- REQUEST -
Copy out every line in the items below where the word "snow" appears.

- RECORDS SUPPLIED -
◆ ◆ ◆ ◆ ◆

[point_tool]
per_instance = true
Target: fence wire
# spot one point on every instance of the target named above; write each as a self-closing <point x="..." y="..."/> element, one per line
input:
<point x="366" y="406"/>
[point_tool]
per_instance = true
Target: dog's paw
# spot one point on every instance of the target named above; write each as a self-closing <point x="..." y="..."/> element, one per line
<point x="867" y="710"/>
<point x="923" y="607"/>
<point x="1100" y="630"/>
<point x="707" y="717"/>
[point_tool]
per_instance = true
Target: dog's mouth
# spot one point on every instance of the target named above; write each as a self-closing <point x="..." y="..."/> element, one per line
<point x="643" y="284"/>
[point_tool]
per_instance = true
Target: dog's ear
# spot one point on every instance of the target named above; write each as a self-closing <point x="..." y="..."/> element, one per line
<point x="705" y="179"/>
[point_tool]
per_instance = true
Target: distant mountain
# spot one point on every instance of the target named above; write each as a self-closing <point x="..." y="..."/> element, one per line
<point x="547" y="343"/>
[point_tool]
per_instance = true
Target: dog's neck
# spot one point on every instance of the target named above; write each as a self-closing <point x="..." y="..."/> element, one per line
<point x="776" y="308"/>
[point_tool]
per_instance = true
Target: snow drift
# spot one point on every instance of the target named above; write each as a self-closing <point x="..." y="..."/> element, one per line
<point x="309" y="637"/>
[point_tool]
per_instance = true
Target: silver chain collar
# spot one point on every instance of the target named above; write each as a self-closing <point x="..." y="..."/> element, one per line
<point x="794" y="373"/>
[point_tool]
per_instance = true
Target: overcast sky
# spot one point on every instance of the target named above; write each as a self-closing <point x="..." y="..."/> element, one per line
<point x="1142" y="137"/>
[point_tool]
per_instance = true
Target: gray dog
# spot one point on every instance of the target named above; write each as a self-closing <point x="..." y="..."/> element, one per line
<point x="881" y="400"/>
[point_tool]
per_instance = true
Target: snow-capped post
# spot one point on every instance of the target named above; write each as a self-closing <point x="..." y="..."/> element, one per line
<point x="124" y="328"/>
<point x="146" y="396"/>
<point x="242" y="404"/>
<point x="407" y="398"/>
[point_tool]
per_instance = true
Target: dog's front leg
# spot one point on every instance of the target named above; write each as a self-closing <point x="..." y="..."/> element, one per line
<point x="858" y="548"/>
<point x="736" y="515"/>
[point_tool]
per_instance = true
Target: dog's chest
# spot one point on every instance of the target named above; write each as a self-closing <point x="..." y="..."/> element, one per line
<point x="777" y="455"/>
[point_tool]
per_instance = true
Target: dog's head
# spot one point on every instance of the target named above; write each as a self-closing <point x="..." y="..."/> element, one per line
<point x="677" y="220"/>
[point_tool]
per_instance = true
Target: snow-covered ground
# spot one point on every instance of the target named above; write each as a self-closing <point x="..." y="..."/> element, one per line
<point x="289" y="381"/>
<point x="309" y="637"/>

◆ ◆ ◆ ◆ ◆

- OUTPUT BELOW -
Target: snow drift
Target: snow-capped post
Target: snow-covered ground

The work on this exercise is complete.